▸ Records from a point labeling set

— begin —

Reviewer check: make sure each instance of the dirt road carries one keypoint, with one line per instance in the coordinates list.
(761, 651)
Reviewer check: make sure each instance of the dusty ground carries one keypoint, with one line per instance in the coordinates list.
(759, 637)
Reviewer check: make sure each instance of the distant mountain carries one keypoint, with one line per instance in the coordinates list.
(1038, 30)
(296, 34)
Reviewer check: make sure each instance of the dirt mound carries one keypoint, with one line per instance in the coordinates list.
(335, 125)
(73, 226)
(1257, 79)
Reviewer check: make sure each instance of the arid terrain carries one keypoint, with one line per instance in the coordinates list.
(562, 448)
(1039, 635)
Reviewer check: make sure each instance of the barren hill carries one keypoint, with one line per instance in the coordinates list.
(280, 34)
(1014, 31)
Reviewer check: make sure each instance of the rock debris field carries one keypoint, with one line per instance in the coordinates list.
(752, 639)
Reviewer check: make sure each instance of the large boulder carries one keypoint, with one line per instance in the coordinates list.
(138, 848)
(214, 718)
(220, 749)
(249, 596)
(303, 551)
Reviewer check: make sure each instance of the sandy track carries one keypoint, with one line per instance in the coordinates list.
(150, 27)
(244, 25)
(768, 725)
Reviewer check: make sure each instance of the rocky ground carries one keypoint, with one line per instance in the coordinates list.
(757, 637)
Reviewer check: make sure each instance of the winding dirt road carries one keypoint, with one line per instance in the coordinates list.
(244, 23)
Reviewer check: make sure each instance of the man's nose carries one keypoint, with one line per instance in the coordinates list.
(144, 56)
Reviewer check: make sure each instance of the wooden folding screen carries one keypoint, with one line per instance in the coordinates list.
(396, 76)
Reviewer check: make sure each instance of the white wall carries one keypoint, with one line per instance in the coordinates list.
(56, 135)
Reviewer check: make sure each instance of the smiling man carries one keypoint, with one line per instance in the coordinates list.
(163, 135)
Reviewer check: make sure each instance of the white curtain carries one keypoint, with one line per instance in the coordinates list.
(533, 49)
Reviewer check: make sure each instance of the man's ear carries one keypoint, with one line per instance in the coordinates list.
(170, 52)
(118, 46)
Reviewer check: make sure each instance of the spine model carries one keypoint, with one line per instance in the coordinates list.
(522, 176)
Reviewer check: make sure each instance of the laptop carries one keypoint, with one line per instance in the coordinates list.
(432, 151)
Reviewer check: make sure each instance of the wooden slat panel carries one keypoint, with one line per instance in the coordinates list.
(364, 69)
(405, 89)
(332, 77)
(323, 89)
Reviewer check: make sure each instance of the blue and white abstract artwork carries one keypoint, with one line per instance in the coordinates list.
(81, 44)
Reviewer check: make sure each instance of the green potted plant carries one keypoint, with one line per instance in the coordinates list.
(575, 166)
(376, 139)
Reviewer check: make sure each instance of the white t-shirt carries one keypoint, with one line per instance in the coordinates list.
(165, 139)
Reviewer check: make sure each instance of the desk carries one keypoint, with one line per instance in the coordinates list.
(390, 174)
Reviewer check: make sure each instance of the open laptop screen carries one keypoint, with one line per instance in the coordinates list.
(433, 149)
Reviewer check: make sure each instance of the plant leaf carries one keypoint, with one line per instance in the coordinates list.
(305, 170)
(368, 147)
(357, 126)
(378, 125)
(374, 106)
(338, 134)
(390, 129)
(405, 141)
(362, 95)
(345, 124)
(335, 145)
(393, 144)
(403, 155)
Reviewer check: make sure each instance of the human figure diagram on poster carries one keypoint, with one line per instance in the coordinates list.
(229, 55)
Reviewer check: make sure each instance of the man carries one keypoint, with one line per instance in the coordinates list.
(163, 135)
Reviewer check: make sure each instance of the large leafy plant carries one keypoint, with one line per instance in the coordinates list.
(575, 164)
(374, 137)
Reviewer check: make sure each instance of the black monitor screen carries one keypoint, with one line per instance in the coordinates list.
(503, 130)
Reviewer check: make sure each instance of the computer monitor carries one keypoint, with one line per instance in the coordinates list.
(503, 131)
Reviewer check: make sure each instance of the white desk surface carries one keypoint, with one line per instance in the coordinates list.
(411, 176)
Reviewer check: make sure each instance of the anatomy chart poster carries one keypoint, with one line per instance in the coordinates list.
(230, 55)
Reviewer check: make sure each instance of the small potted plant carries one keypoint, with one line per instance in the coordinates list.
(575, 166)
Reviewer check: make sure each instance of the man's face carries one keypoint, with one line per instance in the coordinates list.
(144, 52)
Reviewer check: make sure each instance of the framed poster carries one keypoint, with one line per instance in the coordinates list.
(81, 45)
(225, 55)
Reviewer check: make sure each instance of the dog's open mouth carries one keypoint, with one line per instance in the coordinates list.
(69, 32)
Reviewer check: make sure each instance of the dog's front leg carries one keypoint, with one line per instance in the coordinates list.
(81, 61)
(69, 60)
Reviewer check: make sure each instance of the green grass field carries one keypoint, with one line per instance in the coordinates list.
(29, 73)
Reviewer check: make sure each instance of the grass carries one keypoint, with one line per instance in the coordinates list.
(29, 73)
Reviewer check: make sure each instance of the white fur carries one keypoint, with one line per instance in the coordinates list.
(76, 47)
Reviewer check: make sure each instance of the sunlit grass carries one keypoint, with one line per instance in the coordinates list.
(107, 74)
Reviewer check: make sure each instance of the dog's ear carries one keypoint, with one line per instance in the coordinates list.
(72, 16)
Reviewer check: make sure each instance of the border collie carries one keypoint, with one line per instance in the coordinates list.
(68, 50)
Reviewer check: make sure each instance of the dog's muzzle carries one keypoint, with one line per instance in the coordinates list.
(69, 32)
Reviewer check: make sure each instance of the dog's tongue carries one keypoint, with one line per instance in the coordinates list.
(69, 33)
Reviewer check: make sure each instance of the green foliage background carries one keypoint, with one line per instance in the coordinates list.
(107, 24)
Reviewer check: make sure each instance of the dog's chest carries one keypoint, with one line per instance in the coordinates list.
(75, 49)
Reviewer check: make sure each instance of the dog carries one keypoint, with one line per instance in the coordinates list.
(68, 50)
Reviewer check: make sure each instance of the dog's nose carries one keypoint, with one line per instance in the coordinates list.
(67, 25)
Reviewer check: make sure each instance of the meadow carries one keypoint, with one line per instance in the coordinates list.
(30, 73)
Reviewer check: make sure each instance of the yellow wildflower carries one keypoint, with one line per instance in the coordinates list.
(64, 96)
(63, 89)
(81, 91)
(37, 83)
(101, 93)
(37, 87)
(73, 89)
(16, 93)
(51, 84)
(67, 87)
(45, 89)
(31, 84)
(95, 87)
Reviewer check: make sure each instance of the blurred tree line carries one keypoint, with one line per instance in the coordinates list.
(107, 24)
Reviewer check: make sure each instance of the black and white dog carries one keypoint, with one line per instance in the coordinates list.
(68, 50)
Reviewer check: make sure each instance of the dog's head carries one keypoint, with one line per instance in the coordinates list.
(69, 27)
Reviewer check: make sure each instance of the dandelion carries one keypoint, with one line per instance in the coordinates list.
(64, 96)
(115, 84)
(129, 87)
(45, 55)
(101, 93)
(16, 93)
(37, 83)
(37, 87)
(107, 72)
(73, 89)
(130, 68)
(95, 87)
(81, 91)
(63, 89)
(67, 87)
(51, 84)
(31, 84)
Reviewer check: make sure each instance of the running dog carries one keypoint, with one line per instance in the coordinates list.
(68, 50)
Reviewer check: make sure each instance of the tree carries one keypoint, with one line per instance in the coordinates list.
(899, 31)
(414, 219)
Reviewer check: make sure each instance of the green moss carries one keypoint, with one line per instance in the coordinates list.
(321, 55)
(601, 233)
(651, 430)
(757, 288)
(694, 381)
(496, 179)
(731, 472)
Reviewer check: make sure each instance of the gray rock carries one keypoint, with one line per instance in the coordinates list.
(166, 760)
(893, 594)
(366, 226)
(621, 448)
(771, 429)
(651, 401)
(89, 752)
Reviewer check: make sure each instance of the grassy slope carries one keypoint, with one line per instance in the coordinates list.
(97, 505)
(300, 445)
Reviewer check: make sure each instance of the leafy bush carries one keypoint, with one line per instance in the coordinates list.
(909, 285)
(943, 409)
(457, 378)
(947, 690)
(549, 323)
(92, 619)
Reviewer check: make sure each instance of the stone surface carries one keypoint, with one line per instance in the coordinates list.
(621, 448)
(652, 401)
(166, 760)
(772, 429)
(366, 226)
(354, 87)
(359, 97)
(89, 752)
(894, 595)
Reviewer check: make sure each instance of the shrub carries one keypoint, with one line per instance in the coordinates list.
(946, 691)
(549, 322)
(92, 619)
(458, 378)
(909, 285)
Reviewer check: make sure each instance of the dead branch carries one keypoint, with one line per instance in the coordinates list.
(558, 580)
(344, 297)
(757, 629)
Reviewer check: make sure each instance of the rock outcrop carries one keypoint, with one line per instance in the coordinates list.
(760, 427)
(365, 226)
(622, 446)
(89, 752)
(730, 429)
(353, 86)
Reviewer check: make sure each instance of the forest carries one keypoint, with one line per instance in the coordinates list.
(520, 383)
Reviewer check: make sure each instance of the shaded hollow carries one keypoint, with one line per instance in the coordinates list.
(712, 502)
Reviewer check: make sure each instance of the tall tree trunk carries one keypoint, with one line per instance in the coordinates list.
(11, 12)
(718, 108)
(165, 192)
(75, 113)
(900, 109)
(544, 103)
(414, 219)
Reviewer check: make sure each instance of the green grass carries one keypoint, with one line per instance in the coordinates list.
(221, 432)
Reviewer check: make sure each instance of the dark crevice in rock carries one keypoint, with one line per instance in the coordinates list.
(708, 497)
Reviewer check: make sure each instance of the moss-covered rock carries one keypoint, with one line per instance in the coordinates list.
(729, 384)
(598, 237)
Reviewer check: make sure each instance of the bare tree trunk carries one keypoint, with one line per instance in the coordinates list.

— end —

▸ Given problem
Give back exactly the lines running from the line containing "Reviewer check: make sure each instance of the shrub" through the end of the material above, both included, and nothing beyond them.

▸ Correct result
Reviewer check: make sure each instance of the shrub carries one keypoint, with one line per instance in the coordinates list.
(946, 691)
(549, 322)
(92, 619)
(458, 378)
(909, 285)
Reviewer check: make sure each instance of the dead branch carries one keypoint, with one line per instance in the coordinates list.
(558, 580)
(344, 297)
(757, 629)
Reviewer check: make sure each instance of the rock outcrop carries one keypoint, with one line per instance in the coordinates list.
(760, 427)
(365, 226)
(622, 446)
(89, 752)
(730, 429)
(353, 86)
Reviewer check: make sure each instance of the forest carries one keypoint, with one line per instance in the coordinates list.
(520, 383)
Reviewer check: make sure each instance of the shaded hollow carries one keypoint, with one line per instance in the coordinates list.
(712, 502)
Reviewer check: make sure each instance of the tall tree trunk carries one keypoint, with one line per instance in the coordinates list.
(11, 12)
(718, 108)
(165, 192)
(75, 113)
(900, 109)
(544, 103)
(414, 219)
Reviewer check: make sure each instance of the green grass carries one keypoint, with one line per instance in the coordinates list.
(221, 432)
Reviewer check: make sure each instance of the dark crevice in rock carries one keypoint, with one line per instance in the coordinates list.
(708, 497)
Reviewer check: make sure each instance of the moss-covered rock carries one keypoint, with one line per instance in the coordinates list.
(729, 384)
(598, 237)
Reviewer check: make sure each instance of the bare tree trunk carries one keypoint, with one line per instance in the coordinates list.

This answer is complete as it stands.